Please repeat the lines below exactly. Begin with the line containing "like x=300 y=202." and go on through the line containing "Target: table drawer".
───── Exercise materials ─────
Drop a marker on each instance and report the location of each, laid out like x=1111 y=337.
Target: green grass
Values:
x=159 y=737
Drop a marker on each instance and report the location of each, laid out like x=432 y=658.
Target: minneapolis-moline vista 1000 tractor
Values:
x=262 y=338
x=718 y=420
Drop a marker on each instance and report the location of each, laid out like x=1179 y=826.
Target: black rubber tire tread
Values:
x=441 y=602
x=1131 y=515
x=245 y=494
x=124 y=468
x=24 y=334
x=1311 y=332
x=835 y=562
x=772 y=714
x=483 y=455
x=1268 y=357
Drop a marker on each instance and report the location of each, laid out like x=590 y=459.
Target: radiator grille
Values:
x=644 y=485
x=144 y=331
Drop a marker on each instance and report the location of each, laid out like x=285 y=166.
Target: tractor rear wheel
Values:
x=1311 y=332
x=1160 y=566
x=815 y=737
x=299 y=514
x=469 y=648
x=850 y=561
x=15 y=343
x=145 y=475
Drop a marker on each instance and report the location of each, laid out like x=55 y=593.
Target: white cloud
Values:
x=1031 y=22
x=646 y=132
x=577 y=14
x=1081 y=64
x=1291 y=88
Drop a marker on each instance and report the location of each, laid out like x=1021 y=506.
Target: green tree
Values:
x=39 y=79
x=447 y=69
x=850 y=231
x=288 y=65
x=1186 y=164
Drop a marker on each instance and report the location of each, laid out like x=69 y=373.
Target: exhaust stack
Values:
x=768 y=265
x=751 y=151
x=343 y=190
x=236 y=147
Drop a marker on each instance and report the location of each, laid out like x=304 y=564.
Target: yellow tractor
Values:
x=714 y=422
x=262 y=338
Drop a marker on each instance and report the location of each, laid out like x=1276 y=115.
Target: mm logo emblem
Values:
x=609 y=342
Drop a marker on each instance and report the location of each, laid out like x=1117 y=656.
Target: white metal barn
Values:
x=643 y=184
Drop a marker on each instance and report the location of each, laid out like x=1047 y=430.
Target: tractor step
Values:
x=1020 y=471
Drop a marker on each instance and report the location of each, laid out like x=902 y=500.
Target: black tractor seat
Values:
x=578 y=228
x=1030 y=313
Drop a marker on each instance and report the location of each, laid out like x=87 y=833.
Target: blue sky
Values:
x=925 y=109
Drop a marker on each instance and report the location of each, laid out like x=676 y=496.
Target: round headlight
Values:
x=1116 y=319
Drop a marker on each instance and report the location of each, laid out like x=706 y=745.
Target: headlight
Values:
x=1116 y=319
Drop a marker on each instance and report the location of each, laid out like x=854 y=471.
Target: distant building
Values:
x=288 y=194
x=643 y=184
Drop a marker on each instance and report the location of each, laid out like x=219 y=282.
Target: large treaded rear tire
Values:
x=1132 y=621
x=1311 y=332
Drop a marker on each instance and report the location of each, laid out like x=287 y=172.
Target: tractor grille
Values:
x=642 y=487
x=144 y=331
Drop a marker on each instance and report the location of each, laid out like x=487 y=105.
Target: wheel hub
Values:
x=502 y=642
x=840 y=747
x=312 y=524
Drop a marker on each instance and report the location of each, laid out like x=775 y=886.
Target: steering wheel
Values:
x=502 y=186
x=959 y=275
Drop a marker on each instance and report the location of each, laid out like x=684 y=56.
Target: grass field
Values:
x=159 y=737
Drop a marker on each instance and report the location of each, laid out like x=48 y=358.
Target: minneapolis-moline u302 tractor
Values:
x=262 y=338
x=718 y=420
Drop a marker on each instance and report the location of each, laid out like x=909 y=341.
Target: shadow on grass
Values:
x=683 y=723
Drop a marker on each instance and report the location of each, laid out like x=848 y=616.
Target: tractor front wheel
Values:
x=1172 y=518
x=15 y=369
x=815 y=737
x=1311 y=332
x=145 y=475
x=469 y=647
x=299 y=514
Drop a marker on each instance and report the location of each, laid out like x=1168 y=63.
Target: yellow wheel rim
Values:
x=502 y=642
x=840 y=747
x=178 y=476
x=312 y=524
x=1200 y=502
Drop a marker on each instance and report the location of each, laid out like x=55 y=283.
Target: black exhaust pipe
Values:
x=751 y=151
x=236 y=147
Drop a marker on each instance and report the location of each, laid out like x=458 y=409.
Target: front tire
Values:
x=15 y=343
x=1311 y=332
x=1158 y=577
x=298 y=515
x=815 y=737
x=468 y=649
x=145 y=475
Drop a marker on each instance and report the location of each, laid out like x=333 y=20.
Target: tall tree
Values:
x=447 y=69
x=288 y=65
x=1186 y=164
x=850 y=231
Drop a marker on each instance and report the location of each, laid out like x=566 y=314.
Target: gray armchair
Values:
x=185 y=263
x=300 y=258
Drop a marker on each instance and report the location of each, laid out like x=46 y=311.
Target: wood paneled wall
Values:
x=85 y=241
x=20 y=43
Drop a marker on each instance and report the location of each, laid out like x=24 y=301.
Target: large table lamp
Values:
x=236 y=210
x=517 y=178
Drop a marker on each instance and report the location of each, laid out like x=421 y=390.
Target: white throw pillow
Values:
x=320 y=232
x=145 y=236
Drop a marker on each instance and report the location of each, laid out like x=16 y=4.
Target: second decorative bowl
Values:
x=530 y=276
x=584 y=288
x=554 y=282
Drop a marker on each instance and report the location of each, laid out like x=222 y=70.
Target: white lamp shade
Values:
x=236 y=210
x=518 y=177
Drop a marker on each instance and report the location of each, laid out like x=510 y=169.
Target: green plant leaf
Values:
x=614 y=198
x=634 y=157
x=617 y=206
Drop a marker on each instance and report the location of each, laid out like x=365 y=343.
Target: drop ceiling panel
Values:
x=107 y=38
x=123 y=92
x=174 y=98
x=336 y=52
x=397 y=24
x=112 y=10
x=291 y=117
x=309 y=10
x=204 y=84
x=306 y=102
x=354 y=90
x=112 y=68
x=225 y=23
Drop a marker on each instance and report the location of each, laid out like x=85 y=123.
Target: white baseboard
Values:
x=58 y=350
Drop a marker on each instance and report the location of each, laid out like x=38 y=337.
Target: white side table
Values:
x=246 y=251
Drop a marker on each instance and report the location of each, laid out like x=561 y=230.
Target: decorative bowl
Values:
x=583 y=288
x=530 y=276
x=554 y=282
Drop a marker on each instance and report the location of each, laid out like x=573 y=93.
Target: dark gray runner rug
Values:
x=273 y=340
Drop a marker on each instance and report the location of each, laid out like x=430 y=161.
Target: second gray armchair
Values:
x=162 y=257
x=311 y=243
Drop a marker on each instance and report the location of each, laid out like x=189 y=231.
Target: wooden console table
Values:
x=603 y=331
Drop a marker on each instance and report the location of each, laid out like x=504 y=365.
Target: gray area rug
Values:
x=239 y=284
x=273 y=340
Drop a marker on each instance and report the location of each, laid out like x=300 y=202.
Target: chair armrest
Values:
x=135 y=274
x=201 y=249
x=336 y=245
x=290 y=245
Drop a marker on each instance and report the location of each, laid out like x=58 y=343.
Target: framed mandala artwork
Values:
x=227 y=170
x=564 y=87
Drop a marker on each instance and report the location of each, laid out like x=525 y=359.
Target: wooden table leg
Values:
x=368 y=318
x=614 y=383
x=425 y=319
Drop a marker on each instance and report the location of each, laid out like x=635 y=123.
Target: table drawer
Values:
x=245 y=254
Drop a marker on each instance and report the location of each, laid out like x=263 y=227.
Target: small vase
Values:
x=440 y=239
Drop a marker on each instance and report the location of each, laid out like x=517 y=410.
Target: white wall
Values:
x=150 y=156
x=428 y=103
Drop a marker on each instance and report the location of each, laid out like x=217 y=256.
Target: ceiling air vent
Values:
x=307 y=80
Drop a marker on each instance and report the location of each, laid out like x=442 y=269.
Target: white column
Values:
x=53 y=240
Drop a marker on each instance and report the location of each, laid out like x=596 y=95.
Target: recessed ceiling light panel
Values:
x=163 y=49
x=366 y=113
─────
== Expected answer ==
Drop a marker on each instance and report the location of each, laid out like x=300 y=202.
Target: chair armrest
Values:
x=135 y=274
x=201 y=249
x=336 y=245
x=290 y=245
Drop a marker on each instance and report the location of each, laid out like x=58 y=343.
Target: framed mandala artwork
Values:
x=227 y=170
x=564 y=87
Drop a marker on each instance and report the location of each, laid out like x=525 y=359.
Target: wooden table leg
Values:
x=368 y=318
x=614 y=383
x=425 y=319
Drop a marker on each instance and report the location of each, laid out like x=635 y=123.
Target: table drawer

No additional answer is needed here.